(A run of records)

◇ ◇ ◇ ◇

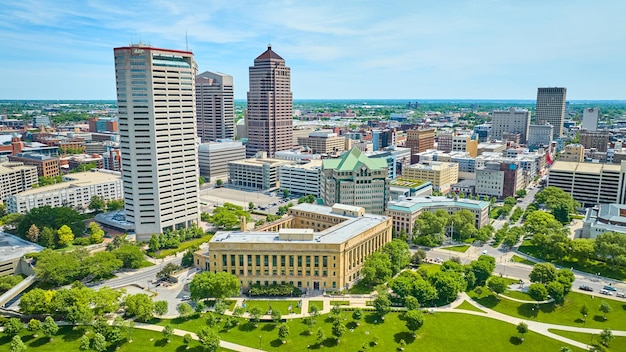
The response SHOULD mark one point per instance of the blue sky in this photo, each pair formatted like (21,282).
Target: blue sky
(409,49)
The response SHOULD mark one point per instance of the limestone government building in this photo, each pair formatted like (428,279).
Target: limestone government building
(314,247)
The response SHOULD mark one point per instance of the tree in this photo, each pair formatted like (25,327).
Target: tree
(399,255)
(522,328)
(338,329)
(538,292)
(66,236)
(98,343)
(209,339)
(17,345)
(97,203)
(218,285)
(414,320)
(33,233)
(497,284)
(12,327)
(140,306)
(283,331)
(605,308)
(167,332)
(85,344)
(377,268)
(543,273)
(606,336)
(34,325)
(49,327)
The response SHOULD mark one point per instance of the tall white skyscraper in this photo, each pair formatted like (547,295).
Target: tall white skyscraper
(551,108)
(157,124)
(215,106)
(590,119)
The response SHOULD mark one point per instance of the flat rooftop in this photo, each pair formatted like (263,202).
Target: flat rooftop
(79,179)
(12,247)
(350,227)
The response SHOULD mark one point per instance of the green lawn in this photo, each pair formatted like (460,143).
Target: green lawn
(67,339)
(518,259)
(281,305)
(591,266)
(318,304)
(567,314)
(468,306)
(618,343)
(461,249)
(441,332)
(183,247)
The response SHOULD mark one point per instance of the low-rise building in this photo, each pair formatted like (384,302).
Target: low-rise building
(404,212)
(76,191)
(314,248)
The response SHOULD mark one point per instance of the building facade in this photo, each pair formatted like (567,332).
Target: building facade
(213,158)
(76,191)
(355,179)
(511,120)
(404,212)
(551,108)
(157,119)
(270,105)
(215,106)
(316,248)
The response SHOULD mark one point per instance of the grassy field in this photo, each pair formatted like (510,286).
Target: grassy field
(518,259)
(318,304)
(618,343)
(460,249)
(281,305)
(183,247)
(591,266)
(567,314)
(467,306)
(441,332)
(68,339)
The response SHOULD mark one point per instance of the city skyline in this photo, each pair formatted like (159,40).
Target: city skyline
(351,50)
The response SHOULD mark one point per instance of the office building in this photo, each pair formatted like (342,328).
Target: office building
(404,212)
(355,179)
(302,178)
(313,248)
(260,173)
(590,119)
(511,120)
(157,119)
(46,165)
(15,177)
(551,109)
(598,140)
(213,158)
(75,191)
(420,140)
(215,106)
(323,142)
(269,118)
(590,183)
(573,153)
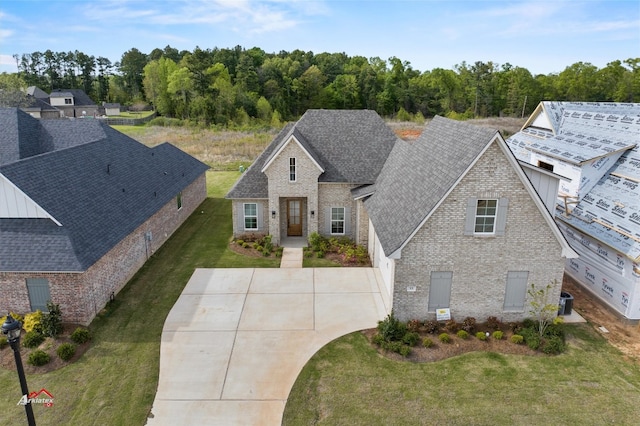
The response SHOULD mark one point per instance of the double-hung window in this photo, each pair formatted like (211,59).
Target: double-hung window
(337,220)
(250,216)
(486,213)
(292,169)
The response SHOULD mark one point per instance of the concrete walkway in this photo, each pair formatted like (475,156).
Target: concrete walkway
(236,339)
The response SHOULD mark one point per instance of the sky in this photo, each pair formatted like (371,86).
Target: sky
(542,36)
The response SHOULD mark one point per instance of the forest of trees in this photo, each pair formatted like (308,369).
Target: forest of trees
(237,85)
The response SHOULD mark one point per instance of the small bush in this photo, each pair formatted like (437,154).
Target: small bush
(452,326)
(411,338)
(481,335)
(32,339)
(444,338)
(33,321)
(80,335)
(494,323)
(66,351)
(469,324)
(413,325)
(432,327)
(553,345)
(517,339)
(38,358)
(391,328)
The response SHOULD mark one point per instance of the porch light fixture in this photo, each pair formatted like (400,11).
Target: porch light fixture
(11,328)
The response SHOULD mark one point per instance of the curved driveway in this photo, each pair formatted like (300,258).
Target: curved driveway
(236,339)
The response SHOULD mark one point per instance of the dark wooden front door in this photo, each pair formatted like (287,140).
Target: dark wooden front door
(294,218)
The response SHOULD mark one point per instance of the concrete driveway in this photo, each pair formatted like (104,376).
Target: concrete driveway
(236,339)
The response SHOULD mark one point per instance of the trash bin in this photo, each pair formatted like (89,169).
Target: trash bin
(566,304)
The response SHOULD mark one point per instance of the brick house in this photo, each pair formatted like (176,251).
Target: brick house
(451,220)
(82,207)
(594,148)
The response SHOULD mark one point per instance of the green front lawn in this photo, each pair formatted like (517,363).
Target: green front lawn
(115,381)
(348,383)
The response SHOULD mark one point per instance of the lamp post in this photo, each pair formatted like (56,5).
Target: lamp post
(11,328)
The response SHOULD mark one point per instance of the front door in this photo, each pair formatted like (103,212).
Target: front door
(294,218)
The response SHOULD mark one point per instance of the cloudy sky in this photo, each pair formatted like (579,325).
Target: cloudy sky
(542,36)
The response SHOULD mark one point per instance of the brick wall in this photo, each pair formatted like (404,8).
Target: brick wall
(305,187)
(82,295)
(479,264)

◇ ◇ ◇ ◇

WHAT YOU ARE ASKED TO DO: Can you give the lines of the listing from the line containing "The response SHOULD mark one point per instance of the cloudy" through the end of the listing as a JSON list of strings, one string per line, leaving out blank lines?

OUTPUT OF THE EXERCISE:
[
  "The response SHOULD mark one point per instance of the cloudy sky in this photo, each pair formatted like (579,325).",
  "Target: cloudy sky",
  "(542,36)",
  "The response SHOULD mark one point per instance of the brick wall in this photo, each pair formatted like (404,8).",
  "Target: brick wall",
  "(305,187)",
  "(82,295)",
  "(479,264)"
]